▶ DATA SUPPLIED
────────────────────────────────────────

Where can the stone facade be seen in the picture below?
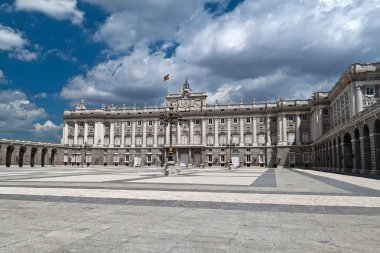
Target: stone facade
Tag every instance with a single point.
(320, 132)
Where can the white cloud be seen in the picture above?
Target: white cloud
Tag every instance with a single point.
(56, 9)
(3, 78)
(17, 113)
(13, 42)
(291, 47)
(10, 39)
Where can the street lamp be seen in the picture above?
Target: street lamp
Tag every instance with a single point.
(230, 146)
(170, 119)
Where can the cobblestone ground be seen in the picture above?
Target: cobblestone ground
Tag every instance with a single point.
(119, 209)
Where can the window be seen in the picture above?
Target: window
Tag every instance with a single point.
(90, 140)
(261, 139)
(305, 137)
(161, 140)
(291, 138)
(292, 158)
(210, 140)
(117, 141)
(138, 141)
(128, 141)
(222, 139)
(248, 139)
(149, 141)
(235, 139)
(369, 91)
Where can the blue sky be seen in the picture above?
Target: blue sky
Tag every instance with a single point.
(55, 52)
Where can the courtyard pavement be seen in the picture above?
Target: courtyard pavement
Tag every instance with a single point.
(123, 209)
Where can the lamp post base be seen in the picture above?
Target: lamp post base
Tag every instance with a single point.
(170, 169)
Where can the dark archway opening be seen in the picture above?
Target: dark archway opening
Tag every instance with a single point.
(367, 150)
(340, 154)
(43, 154)
(335, 154)
(376, 136)
(347, 153)
(21, 156)
(52, 156)
(358, 153)
(8, 157)
(32, 156)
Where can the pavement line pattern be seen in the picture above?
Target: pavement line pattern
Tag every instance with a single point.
(252, 198)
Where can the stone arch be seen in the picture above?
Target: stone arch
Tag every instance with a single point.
(367, 149)
(43, 154)
(52, 156)
(376, 140)
(358, 153)
(347, 153)
(21, 156)
(8, 157)
(32, 156)
(340, 153)
(335, 160)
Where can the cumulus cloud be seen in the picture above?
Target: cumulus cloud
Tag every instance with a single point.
(13, 42)
(56, 9)
(3, 78)
(291, 47)
(17, 113)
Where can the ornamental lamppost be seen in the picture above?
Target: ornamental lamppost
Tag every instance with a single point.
(230, 146)
(170, 118)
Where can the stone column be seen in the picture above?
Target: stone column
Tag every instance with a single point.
(66, 134)
(133, 144)
(216, 132)
(279, 130)
(268, 130)
(179, 141)
(241, 131)
(85, 132)
(191, 131)
(359, 99)
(76, 133)
(112, 134)
(228, 130)
(254, 131)
(203, 131)
(144, 133)
(190, 159)
(298, 129)
(122, 134)
(155, 127)
(284, 130)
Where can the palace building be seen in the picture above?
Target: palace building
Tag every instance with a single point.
(337, 131)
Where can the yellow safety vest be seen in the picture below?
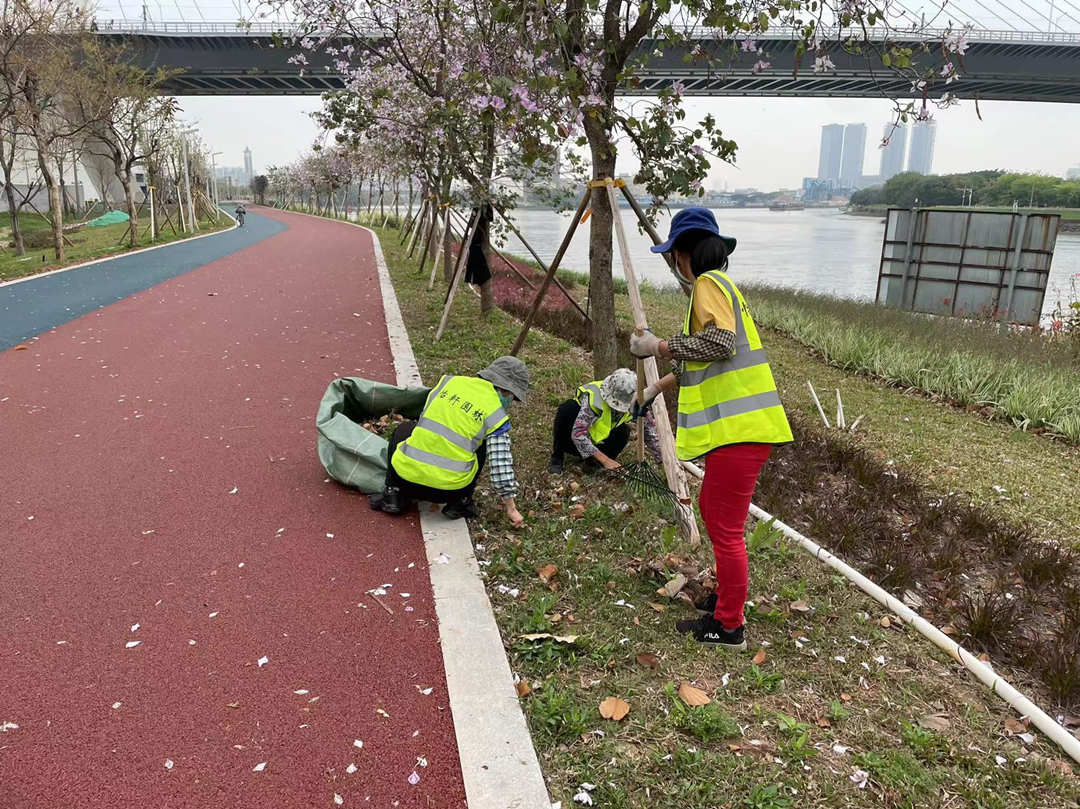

────────────────────────────────────────

▶ TASK DETAILS
The answer should contain all the material above, copied exactly, and no images.

▶ RESPONSE TO THE EXERCISE
Where can the stone facade be seen in the picture below?
Target: stone facade
Tag every instance with a single point.
(320, 132)
Where can the white cloud be seen in the picture above?
Target: white cloud
Tag every instance with a single point.
(56, 9)
(3, 78)
(17, 113)
(13, 42)
(291, 47)
(10, 39)
Where can the street lamp be seen in the picture above?
Target: street lamp
Tag every instance with a single point.
(230, 146)
(170, 119)
Where can the cobblestone ground be seen in the picture above?
Target: cobblestone ground
Tag every instance with a single point.
(119, 209)
Where can the window be seen in the picture above?
Target: window
Tag every instance with a single point.
(90, 140)
(261, 139)
(305, 137)
(161, 140)
(291, 138)
(292, 158)
(210, 140)
(117, 141)
(138, 141)
(128, 141)
(222, 139)
(248, 139)
(149, 141)
(235, 139)
(369, 91)
Where can the blue sky be seen in the picture above?
Target: blue sky
Tag every instance with a single point.
(55, 52)
Where can the courtyard pavement be seen in the picture above?
Target: courtyard pavement
Tag every instance with a single point.
(123, 209)
Where can the lamp post base be seen in the picture above?
Target: lamp post base
Tag every instance with a single point.
(170, 169)
Where can the dark archway opening be seen in the picture above?
Target: dark archway opening
Tag every instance with a single point.
(367, 150)
(340, 154)
(43, 154)
(335, 154)
(376, 136)
(347, 153)
(21, 156)
(52, 156)
(358, 153)
(8, 157)
(32, 156)
Where can the pavement line pattern be seen in the picture above?
Target: pavement line pattern
Tag every instance with a single point.
(252, 198)
Where can the stone arch be seen in the picture above?
Target: stone arch
Tag every instance with a single point.
(367, 149)
(43, 154)
(52, 156)
(376, 140)
(358, 153)
(347, 153)
(21, 156)
(8, 157)
(32, 156)
(340, 153)
(335, 160)
Where can the cumulus cloud be seen in the picture above?
Target: cumulus cloud
Tag every instance with a single point.
(13, 42)
(56, 9)
(3, 78)
(291, 47)
(17, 113)
Where can the ornamental lamppost be seen in the picture above?
Target: ornamental lamppost
Tag every instance with a single point.
(230, 146)
(170, 118)
Where can the stone column be seen in the picture above?
Target: stone column
Tag every instance with a single point.
(66, 134)
(133, 144)
(216, 132)
(279, 130)
(268, 130)
(179, 141)
(241, 131)
(85, 132)
(191, 131)
(359, 99)
(76, 133)
(112, 134)
(228, 130)
(254, 131)
(203, 131)
(144, 133)
(190, 159)
(298, 129)
(122, 134)
(155, 127)
(284, 130)
Where can the palace building be seen in the picture above?
Target: palace building
Tag every instance with a single point.
(337, 131)
Where can the yellow safety vest be seen in the picture below?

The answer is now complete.